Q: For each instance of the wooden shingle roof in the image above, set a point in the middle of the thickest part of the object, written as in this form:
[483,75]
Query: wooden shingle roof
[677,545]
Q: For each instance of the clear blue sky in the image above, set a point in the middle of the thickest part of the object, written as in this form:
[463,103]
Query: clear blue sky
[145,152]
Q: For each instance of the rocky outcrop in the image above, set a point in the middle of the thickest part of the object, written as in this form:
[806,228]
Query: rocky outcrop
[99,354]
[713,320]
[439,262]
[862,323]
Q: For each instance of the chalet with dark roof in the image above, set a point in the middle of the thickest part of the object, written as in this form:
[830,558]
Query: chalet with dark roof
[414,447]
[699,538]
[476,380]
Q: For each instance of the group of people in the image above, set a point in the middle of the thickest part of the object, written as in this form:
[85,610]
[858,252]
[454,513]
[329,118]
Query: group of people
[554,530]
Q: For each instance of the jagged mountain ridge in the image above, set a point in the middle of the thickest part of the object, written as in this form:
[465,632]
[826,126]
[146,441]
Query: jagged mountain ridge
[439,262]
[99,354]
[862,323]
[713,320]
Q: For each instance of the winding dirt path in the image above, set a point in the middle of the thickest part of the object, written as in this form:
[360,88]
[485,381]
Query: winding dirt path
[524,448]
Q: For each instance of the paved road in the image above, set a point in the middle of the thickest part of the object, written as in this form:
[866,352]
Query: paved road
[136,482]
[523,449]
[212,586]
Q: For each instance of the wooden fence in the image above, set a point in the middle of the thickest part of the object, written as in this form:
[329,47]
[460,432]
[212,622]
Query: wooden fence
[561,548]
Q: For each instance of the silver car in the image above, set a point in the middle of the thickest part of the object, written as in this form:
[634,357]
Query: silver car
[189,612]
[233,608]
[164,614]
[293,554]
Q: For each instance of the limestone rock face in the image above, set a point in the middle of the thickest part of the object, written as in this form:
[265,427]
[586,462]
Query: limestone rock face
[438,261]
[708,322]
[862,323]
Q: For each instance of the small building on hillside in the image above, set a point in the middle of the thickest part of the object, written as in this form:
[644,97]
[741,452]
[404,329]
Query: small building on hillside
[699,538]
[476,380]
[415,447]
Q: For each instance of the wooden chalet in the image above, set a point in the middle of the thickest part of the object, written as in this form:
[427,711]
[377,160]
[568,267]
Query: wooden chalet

=====

▶ **Your objective**: Copy out the entire listing above line for line, without changing a single character.

▶ **Finished exercise**:
Q: For each instance of the wooden shingle roof in the image above, set a point in the middle of the thickest part of the object, written as in this form:
[483,75]
Query: wooden shingle roof
[677,545]
Q: For each instance of the clear blue sky in the image above, set a point in the middle of the thickest part of the object, written as in this form:
[463,103]
Query: clear blue sky
[145,152]
Q: For each instance of the rocky outcrop in the image above, set a point in the middle of the thickest part of the object, written as in this form:
[806,228]
Query: rocky outcrop
[99,354]
[713,320]
[439,262]
[862,323]
Q: For each instance of the chalet with dark roof in the image above, set a point in the middle of the thickest part of the object, written as in this form:
[830,558]
Query: chalet with dark roof
[414,447]
[699,538]
[476,380]
Q: For each instance of the group of people in the image above, set a point in the middle of the thickest part of the object, written as in this form:
[85,610]
[858,252]
[454,513]
[329,118]
Query: group of people
[554,530]
Q: For each instance of the jagged mountain ridge in the image above, set a point in the middle of the thickest part of the object, written as in this form:
[465,632]
[826,126]
[146,441]
Query: jagged mountain ridge
[439,262]
[99,354]
[862,323]
[713,320]
Q: For each instance of the winding dirt path in the image above, set a point in the middle of the thickest part of the object, written as in this form:
[360,88]
[485,381]
Query: winding dirt path
[524,448]
Q: For each instance of the paved road in the image above, set a point in the middle of the thickest part of the object, written as in this form:
[866,352]
Query: paved road
[136,482]
[523,449]
[212,586]
Q: For each instance of the wooden fence in the image above, set a point in the middle of the thickest part of the object, written as in this form:
[329,47]
[460,432]
[212,622]
Query: wooden fence
[561,548]
Q: For each instance of the silver car in the image above, set a point in the middle of the thickest part of the object, written as in this form:
[634,357]
Query: silver car
[189,612]
[233,608]
[164,614]
[293,554]
Q: For each instance of the limestone rock face in the image above, set a point in the middle of the thickest part of the object, written as in this form:
[265,427]
[586,462]
Query: limestone rock face
[438,261]
[708,322]
[862,323]
Q: For each instance of the small building on hillside in the image above, set a point in the middle of the thickest part of the object, written as in this form:
[644,97]
[741,452]
[404,329]
Query: small building on hillside
[699,538]
[476,380]
[415,447]
Q: For each instance of the wooden chalet in the image above, set a point in the middle of the thickest part of the object, written as in this form:
[427,711]
[377,160]
[568,267]
Query: wooden chalet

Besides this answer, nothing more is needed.